Rewrite the lines of the records as a numbered list, skipping any blank lines. Include only the stretch from the line containing "Point out the shaded grass here." through the end of the records.

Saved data
________
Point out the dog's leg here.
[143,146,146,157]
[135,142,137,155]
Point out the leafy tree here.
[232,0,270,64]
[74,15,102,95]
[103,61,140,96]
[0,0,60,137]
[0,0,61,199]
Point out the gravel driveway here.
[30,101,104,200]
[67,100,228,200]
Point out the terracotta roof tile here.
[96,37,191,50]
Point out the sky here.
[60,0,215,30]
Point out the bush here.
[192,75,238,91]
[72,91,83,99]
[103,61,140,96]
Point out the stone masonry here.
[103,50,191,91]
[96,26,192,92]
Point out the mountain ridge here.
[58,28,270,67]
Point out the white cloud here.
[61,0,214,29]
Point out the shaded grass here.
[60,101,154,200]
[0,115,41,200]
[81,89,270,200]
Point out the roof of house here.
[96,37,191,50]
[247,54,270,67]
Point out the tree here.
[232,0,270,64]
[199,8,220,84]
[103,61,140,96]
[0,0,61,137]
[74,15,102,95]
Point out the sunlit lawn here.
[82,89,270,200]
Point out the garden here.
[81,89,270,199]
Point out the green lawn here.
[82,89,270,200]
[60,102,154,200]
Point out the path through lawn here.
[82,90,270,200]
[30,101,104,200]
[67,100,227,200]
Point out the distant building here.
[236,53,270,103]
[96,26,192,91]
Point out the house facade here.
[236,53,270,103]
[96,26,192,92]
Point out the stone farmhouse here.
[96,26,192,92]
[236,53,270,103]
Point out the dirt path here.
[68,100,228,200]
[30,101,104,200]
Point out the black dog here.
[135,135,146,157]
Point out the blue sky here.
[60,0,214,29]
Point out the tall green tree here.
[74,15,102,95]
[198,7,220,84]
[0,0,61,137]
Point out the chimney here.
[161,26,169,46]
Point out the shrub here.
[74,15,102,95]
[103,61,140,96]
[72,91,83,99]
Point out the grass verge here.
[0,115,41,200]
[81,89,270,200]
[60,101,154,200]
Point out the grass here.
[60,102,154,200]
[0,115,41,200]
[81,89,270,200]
________
- SOLUTION TO THIS PROBLEM
1. Point out the shaded grass here.
2. [60,101,154,200]
3. [0,115,41,200]
4. [81,89,270,200]
5. Point out the roof of house here.
6. [96,37,191,50]
7. [247,54,270,67]
8. Point out the tree here.
9. [232,0,270,64]
10. [199,8,220,84]
11. [103,61,140,96]
12. [0,0,61,137]
13. [74,15,102,95]
14. Point out the sunlit lawn here.
15. [82,89,270,200]
16. Point out the garden here.
17. [81,89,270,199]
18. Point out the green lawn here.
19. [82,89,270,200]
20. [60,102,154,200]
21. Point out the path through lawn here.
22. [82,90,270,200]
23. [30,101,104,200]
24. [67,100,227,200]
25. Point out the distant building here.
26. [236,53,270,103]
27. [96,26,192,91]
28. Point out the house facade here.
29. [236,53,270,103]
30. [96,26,192,92]
31. Point out the stone farmhouse here.
32. [96,26,192,92]
33. [236,53,270,103]
34. Point out the dirt path here.
35. [68,100,228,200]
36. [30,101,104,200]
37. Point out the black dog here.
38. [135,135,146,157]
39. Point out the blue sky here.
40. [60,0,214,29]
41. Point out the tall green tree here.
42. [74,15,102,95]
43. [198,7,220,84]
44. [0,0,61,137]
45. Point out the chimney here.
46. [161,26,169,46]
47. Point out the shrub here.
48. [74,15,102,95]
49. [103,61,140,96]
50. [72,91,83,99]
51. Point out the grass verge here.
52. [0,115,41,200]
53. [81,89,270,200]
54. [60,101,154,200]
55. Point out the grass here.
56. [60,102,154,200]
57. [0,115,41,200]
58. [81,89,270,200]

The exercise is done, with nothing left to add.